Pick out every line in the records that contains the string "coat", matching case exactly, and copy those lines.

○ ○ ○

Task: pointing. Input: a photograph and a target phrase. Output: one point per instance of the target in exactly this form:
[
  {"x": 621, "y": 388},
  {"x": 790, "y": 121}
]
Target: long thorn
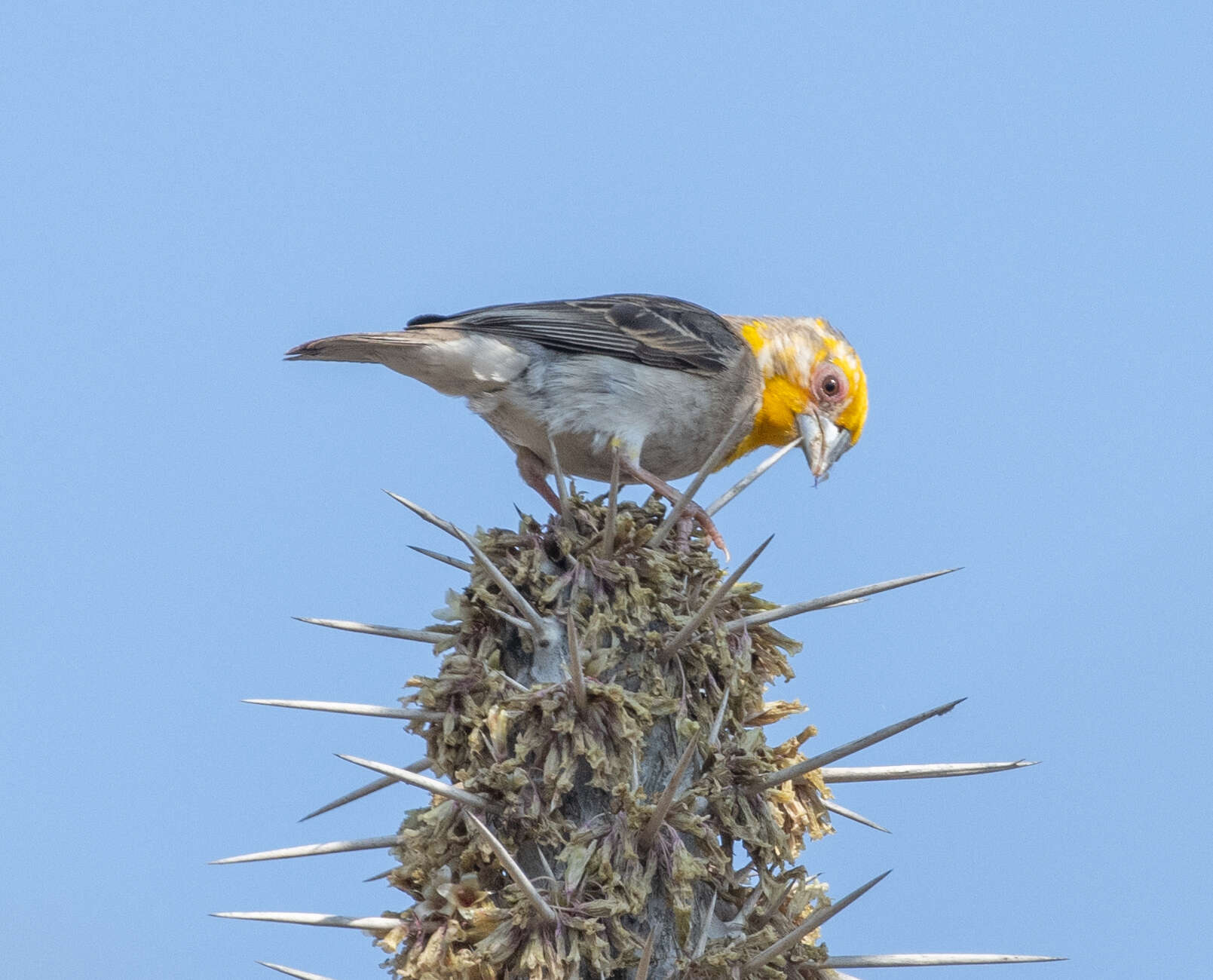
[
  {"x": 666, "y": 800},
  {"x": 710, "y": 466},
  {"x": 512, "y": 868},
  {"x": 932, "y": 770},
  {"x": 838, "y": 598},
  {"x": 496, "y": 574},
  {"x": 290, "y": 972},
  {"x": 928, "y": 960},
  {"x": 311, "y": 850},
  {"x": 424, "y": 782},
  {"x": 420, "y": 766},
  {"x": 712, "y": 601},
  {"x": 701, "y": 942},
  {"x": 342, "y": 707},
  {"x": 444, "y": 558},
  {"x": 852, "y": 815},
  {"x": 822, "y": 914},
  {"x": 519, "y": 623},
  {"x": 728, "y": 495},
  {"x": 562, "y": 486},
  {"x": 611, "y": 505},
  {"x": 642, "y": 967},
  {"x": 850, "y": 749},
  {"x": 577, "y": 675},
  {"x": 421, "y": 635},
  {"x": 713, "y": 737},
  {"x": 374, "y": 923}
]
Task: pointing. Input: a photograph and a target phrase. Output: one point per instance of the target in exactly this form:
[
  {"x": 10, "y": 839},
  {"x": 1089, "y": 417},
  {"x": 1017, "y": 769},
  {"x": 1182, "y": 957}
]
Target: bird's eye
[{"x": 830, "y": 384}]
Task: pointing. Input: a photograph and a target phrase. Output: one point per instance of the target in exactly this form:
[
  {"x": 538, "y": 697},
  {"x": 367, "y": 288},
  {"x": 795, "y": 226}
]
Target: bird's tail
[
  {"x": 448, "y": 360},
  {"x": 360, "y": 348}
]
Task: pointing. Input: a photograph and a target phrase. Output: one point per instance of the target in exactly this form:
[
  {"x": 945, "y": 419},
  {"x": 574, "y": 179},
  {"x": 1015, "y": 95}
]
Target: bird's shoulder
[{"x": 659, "y": 332}]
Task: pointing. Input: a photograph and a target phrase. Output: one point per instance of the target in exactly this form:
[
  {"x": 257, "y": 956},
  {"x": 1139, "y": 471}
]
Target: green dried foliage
[{"x": 574, "y": 789}]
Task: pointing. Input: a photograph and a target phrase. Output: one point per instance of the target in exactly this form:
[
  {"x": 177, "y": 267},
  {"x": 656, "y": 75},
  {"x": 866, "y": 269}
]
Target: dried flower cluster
[
  {"x": 574, "y": 774},
  {"x": 605, "y": 801}
]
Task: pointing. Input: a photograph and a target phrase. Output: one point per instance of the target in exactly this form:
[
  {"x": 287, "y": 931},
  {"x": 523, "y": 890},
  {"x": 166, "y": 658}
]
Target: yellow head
[{"x": 813, "y": 387}]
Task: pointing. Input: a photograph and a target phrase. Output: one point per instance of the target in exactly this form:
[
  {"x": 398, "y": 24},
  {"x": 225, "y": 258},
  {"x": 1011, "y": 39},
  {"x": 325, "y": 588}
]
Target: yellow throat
[{"x": 788, "y": 354}]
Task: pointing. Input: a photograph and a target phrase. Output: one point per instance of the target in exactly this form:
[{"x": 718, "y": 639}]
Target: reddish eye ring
[{"x": 830, "y": 384}]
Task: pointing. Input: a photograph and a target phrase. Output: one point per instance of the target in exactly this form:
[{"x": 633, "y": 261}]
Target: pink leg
[
  {"x": 671, "y": 494},
  {"x": 534, "y": 472}
]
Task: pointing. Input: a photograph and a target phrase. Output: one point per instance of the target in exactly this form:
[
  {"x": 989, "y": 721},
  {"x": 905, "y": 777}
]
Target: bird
[{"x": 654, "y": 381}]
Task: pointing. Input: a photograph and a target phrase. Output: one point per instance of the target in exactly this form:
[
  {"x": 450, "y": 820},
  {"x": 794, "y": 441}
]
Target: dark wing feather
[{"x": 654, "y": 330}]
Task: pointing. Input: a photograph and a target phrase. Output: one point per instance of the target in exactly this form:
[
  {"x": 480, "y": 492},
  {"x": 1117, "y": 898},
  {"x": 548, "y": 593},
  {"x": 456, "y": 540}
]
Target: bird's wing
[{"x": 654, "y": 330}]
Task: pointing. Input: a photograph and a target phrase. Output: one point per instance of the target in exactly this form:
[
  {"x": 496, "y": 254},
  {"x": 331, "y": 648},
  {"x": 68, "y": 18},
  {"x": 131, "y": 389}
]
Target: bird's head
[{"x": 813, "y": 387}]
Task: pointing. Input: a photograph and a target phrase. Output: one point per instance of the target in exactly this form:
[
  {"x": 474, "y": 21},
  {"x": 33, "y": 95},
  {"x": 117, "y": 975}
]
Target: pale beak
[{"x": 824, "y": 442}]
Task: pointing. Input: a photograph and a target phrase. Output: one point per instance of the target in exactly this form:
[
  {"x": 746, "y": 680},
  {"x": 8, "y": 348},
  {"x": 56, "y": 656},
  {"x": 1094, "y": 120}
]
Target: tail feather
[
  {"x": 448, "y": 360},
  {"x": 360, "y": 348}
]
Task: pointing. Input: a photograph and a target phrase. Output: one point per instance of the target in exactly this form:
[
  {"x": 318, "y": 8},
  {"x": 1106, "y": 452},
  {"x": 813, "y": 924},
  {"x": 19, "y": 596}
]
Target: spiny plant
[{"x": 605, "y": 802}]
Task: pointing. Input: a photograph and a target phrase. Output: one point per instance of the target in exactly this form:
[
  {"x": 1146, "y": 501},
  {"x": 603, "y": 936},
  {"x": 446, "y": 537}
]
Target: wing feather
[{"x": 655, "y": 330}]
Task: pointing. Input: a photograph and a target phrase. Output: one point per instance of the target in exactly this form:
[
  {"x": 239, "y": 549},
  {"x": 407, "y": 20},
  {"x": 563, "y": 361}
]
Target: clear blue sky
[{"x": 1006, "y": 207}]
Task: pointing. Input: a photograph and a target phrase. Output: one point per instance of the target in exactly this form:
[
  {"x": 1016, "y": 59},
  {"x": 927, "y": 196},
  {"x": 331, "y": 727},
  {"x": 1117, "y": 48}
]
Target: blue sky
[{"x": 1006, "y": 207}]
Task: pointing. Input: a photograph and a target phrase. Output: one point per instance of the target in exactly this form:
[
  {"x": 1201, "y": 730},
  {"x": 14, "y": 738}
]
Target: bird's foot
[{"x": 691, "y": 510}]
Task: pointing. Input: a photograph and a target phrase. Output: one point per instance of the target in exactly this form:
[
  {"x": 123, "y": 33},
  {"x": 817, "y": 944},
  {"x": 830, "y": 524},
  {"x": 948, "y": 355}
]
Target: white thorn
[
  {"x": 822, "y": 914},
  {"x": 577, "y": 675},
  {"x": 928, "y": 960},
  {"x": 826, "y": 602},
  {"x": 290, "y": 972},
  {"x": 701, "y": 942},
  {"x": 342, "y": 707},
  {"x": 728, "y": 495},
  {"x": 642, "y": 967},
  {"x": 928, "y": 770},
  {"x": 420, "y": 635},
  {"x": 852, "y": 815},
  {"x": 666, "y": 800},
  {"x": 850, "y": 749},
  {"x": 446, "y": 559},
  {"x": 513, "y": 868},
  {"x": 372, "y": 923},
  {"x": 311, "y": 850},
  {"x": 713, "y": 737},
  {"x": 424, "y": 782},
  {"x": 712, "y": 601}
]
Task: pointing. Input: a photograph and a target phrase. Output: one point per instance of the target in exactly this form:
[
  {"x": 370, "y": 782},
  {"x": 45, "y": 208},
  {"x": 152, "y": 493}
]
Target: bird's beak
[{"x": 824, "y": 442}]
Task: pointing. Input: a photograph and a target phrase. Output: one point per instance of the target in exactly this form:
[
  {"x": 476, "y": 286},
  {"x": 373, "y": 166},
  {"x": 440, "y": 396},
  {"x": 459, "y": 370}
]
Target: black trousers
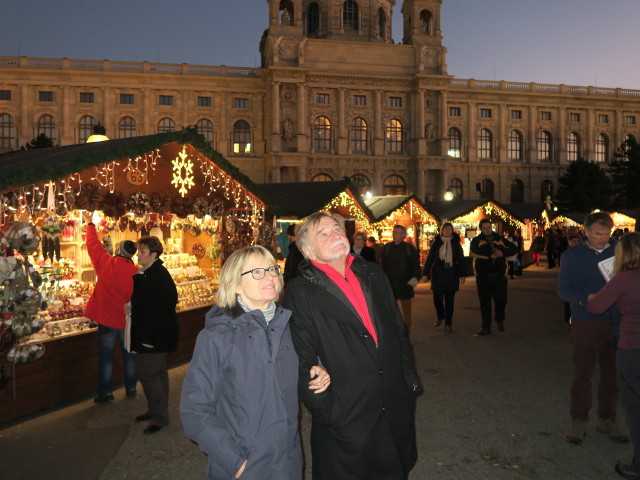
[{"x": 492, "y": 288}]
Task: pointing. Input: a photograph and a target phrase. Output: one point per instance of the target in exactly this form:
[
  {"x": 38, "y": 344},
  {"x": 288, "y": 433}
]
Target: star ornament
[{"x": 182, "y": 173}]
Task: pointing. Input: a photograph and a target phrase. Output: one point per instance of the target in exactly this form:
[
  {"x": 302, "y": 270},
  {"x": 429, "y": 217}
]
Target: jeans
[{"x": 106, "y": 344}]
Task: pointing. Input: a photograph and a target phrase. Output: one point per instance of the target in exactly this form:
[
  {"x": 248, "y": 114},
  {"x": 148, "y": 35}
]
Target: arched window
[
  {"x": 85, "y": 129},
  {"x": 166, "y": 125},
  {"x": 358, "y": 135},
  {"x": 573, "y": 146},
  {"x": 455, "y": 143},
  {"x": 322, "y": 177},
  {"x": 395, "y": 185},
  {"x": 485, "y": 144},
  {"x": 393, "y": 135},
  {"x": 515, "y": 146},
  {"x": 456, "y": 187},
  {"x": 350, "y": 15},
  {"x": 362, "y": 183},
  {"x": 8, "y": 136},
  {"x": 313, "y": 18},
  {"x": 382, "y": 24},
  {"x": 322, "y": 134},
  {"x": 602, "y": 148},
  {"x": 47, "y": 126},
  {"x": 544, "y": 147},
  {"x": 205, "y": 128},
  {"x": 127, "y": 128},
  {"x": 517, "y": 191},
  {"x": 546, "y": 190},
  {"x": 241, "y": 137},
  {"x": 486, "y": 189}
]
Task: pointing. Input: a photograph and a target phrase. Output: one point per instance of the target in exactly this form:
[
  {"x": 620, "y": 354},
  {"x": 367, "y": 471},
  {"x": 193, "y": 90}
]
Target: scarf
[{"x": 446, "y": 254}]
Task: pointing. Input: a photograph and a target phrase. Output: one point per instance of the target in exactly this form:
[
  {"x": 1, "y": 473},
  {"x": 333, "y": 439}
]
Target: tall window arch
[
  {"x": 517, "y": 191},
  {"x": 393, "y": 136},
  {"x": 456, "y": 187},
  {"x": 47, "y": 126},
  {"x": 602, "y": 148},
  {"x": 127, "y": 127},
  {"x": 205, "y": 128},
  {"x": 313, "y": 18},
  {"x": 455, "y": 143},
  {"x": 485, "y": 144},
  {"x": 322, "y": 177},
  {"x": 85, "y": 128},
  {"x": 486, "y": 189},
  {"x": 350, "y": 15},
  {"x": 515, "y": 146},
  {"x": 166, "y": 125},
  {"x": 358, "y": 135},
  {"x": 362, "y": 183},
  {"x": 8, "y": 135},
  {"x": 546, "y": 190},
  {"x": 395, "y": 185},
  {"x": 573, "y": 146},
  {"x": 322, "y": 134},
  {"x": 241, "y": 137},
  {"x": 544, "y": 146}
]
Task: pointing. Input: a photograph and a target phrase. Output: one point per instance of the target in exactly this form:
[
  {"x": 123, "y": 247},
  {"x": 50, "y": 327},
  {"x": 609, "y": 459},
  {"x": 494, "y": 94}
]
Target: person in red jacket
[{"x": 106, "y": 308}]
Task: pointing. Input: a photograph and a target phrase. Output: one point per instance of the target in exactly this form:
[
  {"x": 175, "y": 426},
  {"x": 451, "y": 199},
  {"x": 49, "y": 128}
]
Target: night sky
[{"x": 575, "y": 42}]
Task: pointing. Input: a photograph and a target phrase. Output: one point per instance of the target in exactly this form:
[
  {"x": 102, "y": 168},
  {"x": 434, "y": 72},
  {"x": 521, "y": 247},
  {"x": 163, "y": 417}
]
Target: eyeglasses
[{"x": 258, "y": 273}]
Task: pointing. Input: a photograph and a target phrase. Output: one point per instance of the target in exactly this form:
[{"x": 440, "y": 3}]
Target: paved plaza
[{"x": 494, "y": 407}]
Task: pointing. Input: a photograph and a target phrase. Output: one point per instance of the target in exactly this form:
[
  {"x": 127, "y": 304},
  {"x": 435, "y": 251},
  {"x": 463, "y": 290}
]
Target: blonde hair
[
  {"x": 230, "y": 275},
  {"x": 627, "y": 255}
]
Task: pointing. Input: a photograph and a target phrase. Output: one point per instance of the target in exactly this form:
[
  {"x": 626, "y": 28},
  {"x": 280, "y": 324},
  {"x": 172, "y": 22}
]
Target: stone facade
[{"x": 334, "y": 98}]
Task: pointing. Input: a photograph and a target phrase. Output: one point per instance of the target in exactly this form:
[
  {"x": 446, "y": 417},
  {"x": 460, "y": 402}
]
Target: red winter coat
[{"x": 114, "y": 286}]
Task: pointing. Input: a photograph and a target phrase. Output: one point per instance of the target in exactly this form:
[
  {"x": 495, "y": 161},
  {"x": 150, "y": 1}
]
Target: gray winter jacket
[{"x": 239, "y": 397}]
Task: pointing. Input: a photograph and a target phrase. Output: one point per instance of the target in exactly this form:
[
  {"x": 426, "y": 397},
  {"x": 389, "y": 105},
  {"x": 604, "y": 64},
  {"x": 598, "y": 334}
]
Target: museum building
[{"x": 334, "y": 98}]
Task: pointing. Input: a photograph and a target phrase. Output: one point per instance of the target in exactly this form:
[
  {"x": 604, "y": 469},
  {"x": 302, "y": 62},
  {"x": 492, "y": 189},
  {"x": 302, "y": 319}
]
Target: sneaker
[
  {"x": 610, "y": 428},
  {"x": 577, "y": 432},
  {"x": 103, "y": 399}
]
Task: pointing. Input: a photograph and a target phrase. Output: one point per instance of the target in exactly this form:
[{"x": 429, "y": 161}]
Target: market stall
[
  {"x": 389, "y": 210},
  {"x": 170, "y": 185}
]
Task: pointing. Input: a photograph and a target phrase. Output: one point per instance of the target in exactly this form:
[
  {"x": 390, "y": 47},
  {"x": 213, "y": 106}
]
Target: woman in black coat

○ ○ ○

> **Task result**
Target: red winter coat
Target: woman in black coat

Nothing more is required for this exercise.